Exercise goal. Please pick up the passage on karaoke classes after its last sentence and continue it.
### Excerpted text
Karaoke Can Cure Illness: Fan Cheng-chiang's husband is a civil servant and her three children are all grown. Usually her husband and children are out doing things, and it was really depressing being alone in the house. Lately she's been having trouble with her heart, and, under her doctor's advice, she decided to exercise her body and get some stimulation through singing. "The doctor says that singing to bring a change of mood is good for heart problems," she explains. After participating in karaoke classes for two years, she felt, as expected, much improved. And besides better health, she has had other incidental benefits, such as being able to easily deal with those times when it is necessary to sing when accompanying her husband to job-related "social" gatherings. "This way I'm not treated like just a decorative wife," she says intriguingly.
Says 62-year-old Lin Yue-kuan delicately: "If you sing often when you're older, you won't become senile." In the past, she often played the stock maket, but now she "concentrates on singing."
Now 71, retired teacher Su Hsien-cha expresses even more fully the sentiments of this group of "old students," whose average age is 61: "The main purpose of everybody in coming here is to live more happily and make a few new friends." You can often see a group of ladies coming and going with their friends, having a grand old time.
As opposed to the socializing goals of the "executive class" karaoke instruction or the recreational function of the YWCA karaoke class, most karaoke classes stress recruitment of students who seem capable of learning to "be in control in style, and to sing pleasingly." Feng Yung-tsun stresses that, using their "specialized," "one-on-one" instructional method, after completing study it is guaranteed that the person will "perform to expectations" when getting up to sing. Lin Shih-yang, a high-ranking manager in the sales department of the Cathay Insurance Company, points out from his own experience that in the past, when he came across occasions to get together with coworkers, he would feel out of place and uncomfortable when he saw coworkers getting up to sing one after the other while he just set offstage. After going through karaoke training, he is now suddenly a fair-to-middling singer, and can "get in with the crowd and have fun with everybody," he says rather contentedly. He has gotten his money's worth out of the NT$10,000-plus tuition fee, and he even wants to bring his wife along to learn, too!
######
### Given information
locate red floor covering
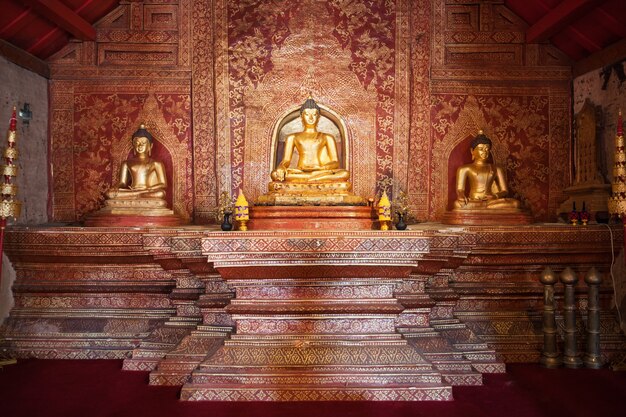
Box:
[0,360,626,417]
######
### Given information
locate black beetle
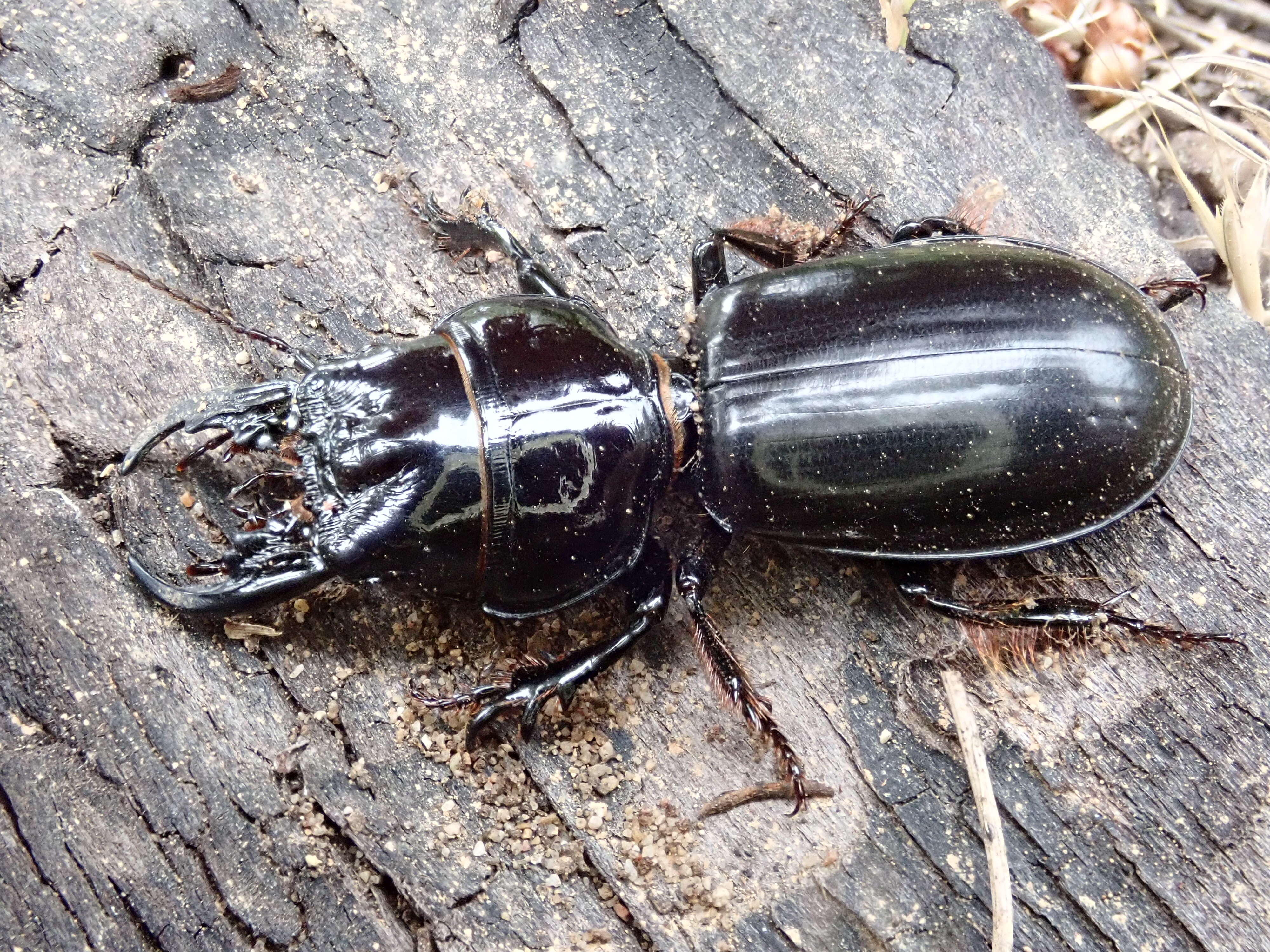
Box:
######
Expected output.
A Young Forty: It's a natural human instinct to love singing. Although some criticize Taiwan's KTV culture as being vulgar, and there are even more people who loudly complain that you have to go to supplementary school even for karaoke, for the vast majority of those who love to sing, whatever the cost in time and money, it's worth it for that moment of joy of singing a song well, and soaking up the sounds of applause.
Wednesday morning is when the YWCA "Japanese Language Karaoke Class" meets. Instructor Yeh Tsai-chiung is right in the middle of giving her all to teach the thirty or so mothers and grandmothers--average age over 50--to sing. Teacher Yeh's face is covered with a bright smile, and she waves the baton with exaggerated gestures. The students are infected by her enthusiasm, and everyone gets drawn into it; they are all concentrating on their singing, and the classroom is filled with the feeling of being sixteen all over again.
Besides learning the fine points of singing, you can also make new friends in karaoke class.
Karaoke has become a "national pastime" in Taiwan, and even government officials like Minister of the Interior Wu Po-hsiung (right) often enjoy getting in on the act.